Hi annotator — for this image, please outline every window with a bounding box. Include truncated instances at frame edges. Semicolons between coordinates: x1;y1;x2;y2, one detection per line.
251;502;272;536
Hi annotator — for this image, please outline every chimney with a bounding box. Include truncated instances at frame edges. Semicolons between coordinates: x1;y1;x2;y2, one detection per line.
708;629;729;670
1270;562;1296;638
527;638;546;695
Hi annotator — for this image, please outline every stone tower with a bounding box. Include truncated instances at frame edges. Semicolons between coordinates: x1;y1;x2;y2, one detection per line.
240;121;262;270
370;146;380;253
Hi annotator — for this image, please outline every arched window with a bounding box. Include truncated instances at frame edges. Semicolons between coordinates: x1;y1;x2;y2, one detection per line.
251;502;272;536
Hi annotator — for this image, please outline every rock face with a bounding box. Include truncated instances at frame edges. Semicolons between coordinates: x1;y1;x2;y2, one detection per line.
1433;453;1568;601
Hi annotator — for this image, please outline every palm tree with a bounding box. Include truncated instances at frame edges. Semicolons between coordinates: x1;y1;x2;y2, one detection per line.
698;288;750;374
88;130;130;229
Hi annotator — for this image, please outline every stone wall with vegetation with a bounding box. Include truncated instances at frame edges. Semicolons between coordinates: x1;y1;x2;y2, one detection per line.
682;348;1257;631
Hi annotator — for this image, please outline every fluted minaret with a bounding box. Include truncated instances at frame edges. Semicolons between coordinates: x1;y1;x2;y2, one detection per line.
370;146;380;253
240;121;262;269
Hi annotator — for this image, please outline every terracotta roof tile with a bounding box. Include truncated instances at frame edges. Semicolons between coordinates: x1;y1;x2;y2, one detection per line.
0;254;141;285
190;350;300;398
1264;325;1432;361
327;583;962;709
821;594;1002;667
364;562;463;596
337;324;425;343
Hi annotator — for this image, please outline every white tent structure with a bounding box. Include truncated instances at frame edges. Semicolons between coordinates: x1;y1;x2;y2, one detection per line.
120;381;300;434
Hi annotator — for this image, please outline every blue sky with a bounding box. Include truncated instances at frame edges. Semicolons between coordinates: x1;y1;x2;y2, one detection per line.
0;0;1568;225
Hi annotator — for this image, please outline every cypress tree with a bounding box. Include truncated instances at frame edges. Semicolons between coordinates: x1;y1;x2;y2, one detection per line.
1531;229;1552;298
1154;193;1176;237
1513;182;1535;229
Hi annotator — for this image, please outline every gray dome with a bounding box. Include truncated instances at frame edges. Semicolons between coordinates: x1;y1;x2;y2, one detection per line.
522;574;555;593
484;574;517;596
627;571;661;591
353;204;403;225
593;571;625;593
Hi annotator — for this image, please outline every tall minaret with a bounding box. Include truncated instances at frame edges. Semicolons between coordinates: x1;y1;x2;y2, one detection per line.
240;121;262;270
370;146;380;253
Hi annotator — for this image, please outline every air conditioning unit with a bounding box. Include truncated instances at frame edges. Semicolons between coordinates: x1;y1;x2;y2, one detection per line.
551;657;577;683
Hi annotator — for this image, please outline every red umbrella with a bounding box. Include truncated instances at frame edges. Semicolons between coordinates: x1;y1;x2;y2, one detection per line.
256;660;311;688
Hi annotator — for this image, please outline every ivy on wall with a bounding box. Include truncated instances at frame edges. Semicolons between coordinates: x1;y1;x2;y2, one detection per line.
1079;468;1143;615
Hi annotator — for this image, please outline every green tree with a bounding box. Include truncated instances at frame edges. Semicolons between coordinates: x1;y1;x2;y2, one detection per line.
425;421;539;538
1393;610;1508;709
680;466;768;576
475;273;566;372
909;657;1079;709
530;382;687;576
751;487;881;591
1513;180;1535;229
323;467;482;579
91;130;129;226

◆ **What you should do**: Can you swap "bounding box" for "rectangle" and give the data again from the start through the line holding "240;121;262;269", inclusive, with nothing else changed?

◆ **Reply to the task**:
Hi annotator — for this image, please outline every window with a rectangle. Include truncated instances at frame edges. Semicolons between coordinates: x1;y1;x2;y2, one detection per line.
251;502;272;536
Hi annotator — for this image, please outline every chimney with a rectangle. Include truncated instances at frame edges. Semicolons between coordinates: x1;y1;x2;y2, one detection per line.
708;629;729;670
1270;562;1296;638
527;638;546;695
Hi annotator — for this image, please outline every stone tower with a rectangle. Include truncated instances at frame edges. Semicolons between coordinates: x1;y1;x2;y2, one detection per line.
240;121;262;270
370;146;380;253
Hi annotator — for this image, please outline every arched window with a rectangle. Include truncated instances at frame edges. Semicolons between coordinates: x1;y1;x2;y2, one detection per line.
251;502;272;536
Hi annotator — for this image, please outline every rock face with a rectangle. Include truncated instances at frame edges. Semicolons between coordinates: x1;y1;x2;y2, one detection per line.
1433;453;1568;601
Hi annotator — for this image, please outline every palm tree with a rectangle. Include truncated instances at frame edges. Semicolons between coordinates: x1;y1;x2;y2, one detection per line.
698;288;750;374
88;130;130;229
Hi annotator — for this image, please outline every stone wall with vegetation with a rectangle. Include truncated instances at frame edges. Semicolons between coordinates: x1;y1;x2;y2, one detection per line.
682;348;1257;631
Hi annotator — for this image, please outline every fluted minaret with a rectangle. Include truncated instances at frame edges. Semicolons between coordinates: x1;y1;x2;y2, one detection per line.
370;146;380;253
240;121;262;269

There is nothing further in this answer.